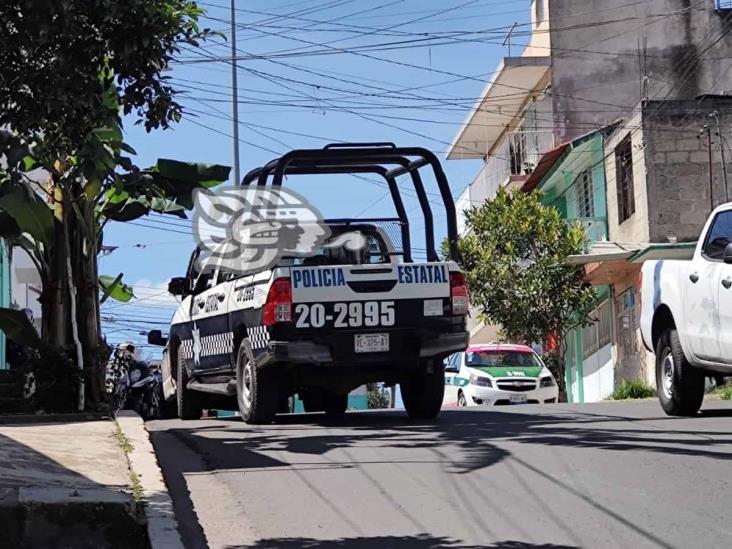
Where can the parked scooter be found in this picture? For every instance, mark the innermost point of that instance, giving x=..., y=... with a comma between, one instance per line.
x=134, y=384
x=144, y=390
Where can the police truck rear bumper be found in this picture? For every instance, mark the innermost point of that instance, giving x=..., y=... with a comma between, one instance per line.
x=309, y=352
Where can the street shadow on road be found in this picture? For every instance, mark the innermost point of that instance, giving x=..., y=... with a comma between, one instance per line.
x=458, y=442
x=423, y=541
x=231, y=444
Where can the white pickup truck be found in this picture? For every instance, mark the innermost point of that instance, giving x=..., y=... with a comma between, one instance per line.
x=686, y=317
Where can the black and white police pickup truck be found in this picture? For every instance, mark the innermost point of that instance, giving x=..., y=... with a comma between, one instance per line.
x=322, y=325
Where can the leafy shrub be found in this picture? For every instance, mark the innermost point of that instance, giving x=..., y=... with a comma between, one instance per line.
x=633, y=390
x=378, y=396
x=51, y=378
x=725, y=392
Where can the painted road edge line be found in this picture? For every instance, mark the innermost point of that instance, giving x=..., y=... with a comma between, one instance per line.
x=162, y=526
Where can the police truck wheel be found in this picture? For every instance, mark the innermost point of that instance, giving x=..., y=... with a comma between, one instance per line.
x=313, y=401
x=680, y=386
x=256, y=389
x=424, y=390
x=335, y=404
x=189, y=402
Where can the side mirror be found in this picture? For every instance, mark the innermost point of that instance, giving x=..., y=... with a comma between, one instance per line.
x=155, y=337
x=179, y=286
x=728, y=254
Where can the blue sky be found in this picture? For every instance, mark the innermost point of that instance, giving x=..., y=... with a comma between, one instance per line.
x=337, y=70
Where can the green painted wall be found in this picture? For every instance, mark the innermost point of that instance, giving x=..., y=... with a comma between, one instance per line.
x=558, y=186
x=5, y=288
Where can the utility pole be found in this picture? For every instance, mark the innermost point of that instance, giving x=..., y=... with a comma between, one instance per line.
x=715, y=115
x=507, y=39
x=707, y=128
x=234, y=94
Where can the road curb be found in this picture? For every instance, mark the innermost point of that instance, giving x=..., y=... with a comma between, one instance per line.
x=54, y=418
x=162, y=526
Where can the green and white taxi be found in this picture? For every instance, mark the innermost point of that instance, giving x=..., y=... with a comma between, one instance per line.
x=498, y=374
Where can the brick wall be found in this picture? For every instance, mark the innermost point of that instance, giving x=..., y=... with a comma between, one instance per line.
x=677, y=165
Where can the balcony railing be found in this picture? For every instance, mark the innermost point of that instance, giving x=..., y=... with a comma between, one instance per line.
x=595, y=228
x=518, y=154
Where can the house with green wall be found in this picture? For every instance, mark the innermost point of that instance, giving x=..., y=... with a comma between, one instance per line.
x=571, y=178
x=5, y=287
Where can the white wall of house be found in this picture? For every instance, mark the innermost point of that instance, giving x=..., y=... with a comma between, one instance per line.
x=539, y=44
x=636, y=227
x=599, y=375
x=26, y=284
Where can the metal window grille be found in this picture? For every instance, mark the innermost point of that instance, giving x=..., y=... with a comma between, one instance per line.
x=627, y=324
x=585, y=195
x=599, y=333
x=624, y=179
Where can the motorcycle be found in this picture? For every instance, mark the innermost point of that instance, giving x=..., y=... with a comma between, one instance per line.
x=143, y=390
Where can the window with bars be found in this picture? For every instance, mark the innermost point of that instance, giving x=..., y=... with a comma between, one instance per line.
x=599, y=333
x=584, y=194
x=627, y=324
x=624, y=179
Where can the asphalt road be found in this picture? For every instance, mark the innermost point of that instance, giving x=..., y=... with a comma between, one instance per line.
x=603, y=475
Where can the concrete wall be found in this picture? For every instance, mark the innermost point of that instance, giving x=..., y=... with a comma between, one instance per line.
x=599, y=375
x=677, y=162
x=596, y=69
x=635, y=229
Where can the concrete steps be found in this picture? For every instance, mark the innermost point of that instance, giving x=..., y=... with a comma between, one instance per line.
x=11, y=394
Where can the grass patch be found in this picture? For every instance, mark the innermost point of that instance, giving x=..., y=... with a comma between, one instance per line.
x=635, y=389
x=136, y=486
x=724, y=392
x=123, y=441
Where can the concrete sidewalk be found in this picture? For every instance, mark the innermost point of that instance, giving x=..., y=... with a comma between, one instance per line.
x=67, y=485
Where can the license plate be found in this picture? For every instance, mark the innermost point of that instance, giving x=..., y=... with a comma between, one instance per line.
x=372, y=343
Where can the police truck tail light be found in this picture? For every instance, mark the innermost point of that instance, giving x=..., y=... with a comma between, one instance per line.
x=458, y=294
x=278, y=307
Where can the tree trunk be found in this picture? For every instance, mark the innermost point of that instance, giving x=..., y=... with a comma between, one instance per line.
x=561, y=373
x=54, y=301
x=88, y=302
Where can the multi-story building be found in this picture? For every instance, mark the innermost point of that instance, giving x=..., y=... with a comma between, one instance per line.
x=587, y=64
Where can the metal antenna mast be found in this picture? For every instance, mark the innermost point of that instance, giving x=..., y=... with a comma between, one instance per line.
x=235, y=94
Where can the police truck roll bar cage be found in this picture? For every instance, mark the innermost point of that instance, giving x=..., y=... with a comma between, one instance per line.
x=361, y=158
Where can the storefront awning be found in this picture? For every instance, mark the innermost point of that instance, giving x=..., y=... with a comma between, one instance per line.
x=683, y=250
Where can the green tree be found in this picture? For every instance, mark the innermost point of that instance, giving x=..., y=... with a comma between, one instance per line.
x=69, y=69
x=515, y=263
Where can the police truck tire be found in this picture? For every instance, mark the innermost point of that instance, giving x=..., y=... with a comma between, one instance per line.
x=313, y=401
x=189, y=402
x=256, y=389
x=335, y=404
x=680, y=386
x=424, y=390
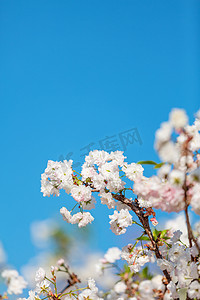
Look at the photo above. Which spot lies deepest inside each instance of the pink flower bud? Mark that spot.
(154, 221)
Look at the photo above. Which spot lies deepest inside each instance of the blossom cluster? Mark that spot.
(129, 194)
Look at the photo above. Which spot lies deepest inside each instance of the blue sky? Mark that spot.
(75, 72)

------------

ACTIVITY -
Without including any pictures, repeat the records above exactly.

RESPONSE -
Where can the parked scooter be found in this picture? For every instance, mark the innermost point of that instance, giving x=..., y=... with a comma between, one instance per line.
x=134, y=384
x=144, y=390
Where can the police truck rear bumper be found in this picture? For every instance, mark the innermost point of that instance, giving x=..., y=... with a comma between, one instance per line.
x=309, y=352
Where can the street shadow on road be found in this picture? For every instance, mark the innermost point of that instance, giving x=..., y=... with a comma between, one instance per line.
x=458, y=442
x=423, y=541
x=231, y=444
Where can the white pickup truck be found in this picture? For every instance, mark the innermost point of that instance, giving x=..., y=... with a comma between, one instance per line.
x=686, y=317
Where can the black and white police pickup truck be found in this picture? For every instance, mark the innermost point of that instance, giving x=..., y=... with a comma between, one instance per line.
x=322, y=325
Where can the leafy shrub be found in this picture? For every instance, mark the innermost point of that instance, giving x=..., y=... with a comma between, one instance per line.
x=633, y=390
x=378, y=396
x=51, y=378
x=725, y=392
Where can the painted road edge line be found in this picture? For every instance, mark the innermost point of that instance, giving x=..., y=... with a comma between, one instance per line.
x=162, y=526
Where can the police truck wheel be found in this picture? For every instance, mark the innermost point of that instance, giving x=..., y=... with a comma between, one instance per line.
x=313, y=401
x=680, y=386
x=256, y=389
x=424, y=390
x=335, y=404
x=189, y=402
Where can the side mirror be found in this picture? For every instance, mark the innermost point of that instance, giving x=..., y=... with a comma between, one instance per line.
x=155, y=337
x=179, y=286
x=728, y=254
Where can the blue sky be found in this picture? For every instance, mark the innermost point of that instance, giving x=..., y=... with a comma between, one instance per line.
x=337, y=70
Where can the green painted wall be found in this picture? For every instance, mark the innermost point of that instance, giving x=..., y=... with a comma between, one instance per line.
x=558, y=186
x=5, y=288
Where can the utility pole be found in this picture? For every instance, mark the innermost point of that instance, giving x=..., y=... with a comma between, one instance per line.
x=715, y=115
x=507, y=39
x=707, y=128
x=234, y=94
Where can the road curb be found in this picture? For every instance, mark the innermost point of that instance, giving x=..., y=... with a comma between, one instance per line.
x=54, y=418
x=162, y=526
Where can the green and white taxi be found in this picture? For every instance, mark the innermost point of that instance, giving x=..., y=... with a comma between, one instance per line.
x=498, y=374
Where can the brick wall be found in this picture? For every instance, mark the innermost point of that instance, giving x=..., y=... with a comma between, one instance per line.
x=677, y=165
Where can the balcony railing be found in this picture? For every instance, mark the innermost point of that instance, giving x=..., y=... with a comma between, one instance per line.
x=595, y=228
x=518, y=154
Where can the house with green wall be found in this picture? For every instance, mark the innermost point of that instance, giving x=..., y=... with a comma between, one instance per line.
x=571, y=178
x=5, y=287
Where can the white wall of house be found in this picture? For every instance, mark the innermost point of that instance, giving x=..., y=... with a comma between, one instance per line.
x=539, y=44
x=636, y=227
x=599, y=375
x=26, y=284
Where can the metal window grille be found in this picture? For every instance, mark the innermost point of that instance, giving x=..., y=... with a comma between, one instance per line.
x=627, y=324
x=585, y=195
x=599, y=333
x=624, y=179
Where can the motorcycle be found in this picture? For every instance, mark the innermost point of that instance, giving x=..., y=... with a comma between, one instance per line.
x=143, y=390
Where can the window with bars be found in this picture? For every instance, mark the innermost point of that instance, giving x=..., y=... with a comma between, one instance per line.
x=599, y=333
x=584, y=194
x=627, y=324
x=624, y=179
Where can the asphalt road be found in this picture? For every instance, mark the innermost point of that instance, giving x=..., y=... with a comma between, one instance per line.
x=603, y=475
Where can the concrete wall be found in this picture? For every instance, mark the innermost point of that instance, giving x=..., y=... with a comma between, one instance per line.
x=599, y=375
x=677, y=162
x=596, y=69
x=635, y=229
Where can the concrete steps be found in this picture? For every instance, mark the innermost point of that instance, giving x=..., y=... with a comma between, one instance per line.
x=11, y=394
Where can the grass patch be found in this picture? For every instance, mark the innermost point of that instance, giving x=..., y=... with a comma between, one instance per line.
x=635, y=389
x=136, y=486
x=724, y=392
x=123, y=441
Where can the concrete sidewalk be found in this picture? For every instance, mark the innermost point of that instance, giving x=..., y=... with a comma between, one instance per line.
x=67, y=485
Where can the license plate be found in this picture? For every instance, mark the innermost point of that instance, giving x=..., y=... with a comma between, one instance per line.
x=372, y=343
Where can the police truck tail light be found in this picture? For every instance, mark the innermost point of that instance, giving x=..., y=... with a comma between, one instance per line.
x=458, y=294
x=278, y=307
Where can the tree trunk be found in this picture? For every instance, mark the innermost point of that instance, giving x=..., y=... with a comma between, one instance per line.
x=561, y=373
x=54, y=301
x=88, y=302
Where can the multi-story building be found in this picture? For every instance, mark the innermost point of that instance, giving x=..., y=... with a comma between, one instance per line.
x=587, y=64
Where can the metal antenna mast be found in this picture? For every instance, mark the innermost point of that instance, giving x=..., y=... with a comma between, one instance per line.
x=235, y=94
Where can the police truck roll bar cage be found in this picture? For every instance, mark the innermost point of that instance, giving x=..., y=... with a comma between, one instance per line.
x=361, y=158
Where can the storefront awning be found in this picture? For every instance, mark the innermost point of that instance, giving x=..., y=... with a comma between, one instance per line.
x=683, y=250
Where can the green tree be found in this picture? For every instance, mark the innermost point of that instance, giving x=..., y=... with a comma between, one instance per line.
x=69, y=69
x=515, y=263
Where can the police truck tire be found in this picture? For every instance, mark the innermost point of that instance, giving x=..., y=... with a comma between, one instance per line.
x=313, y=401
x=189, y=402
x=256, y=389
x=335, y=404
x=680, y=386
x=424, y=390
Look at the photo above. Which spot lies deepest inside each instance of the pink flower bud? Mark that spot.
(154, 221)
Look at the photo above. Which spot lies deepest inside each instance of the blossom cluster? Mark that spot.
(129, 194)
Look at the photo above. Which spot lies deepest inside each instance of the blue sky? Mark that spot.
(75, 72)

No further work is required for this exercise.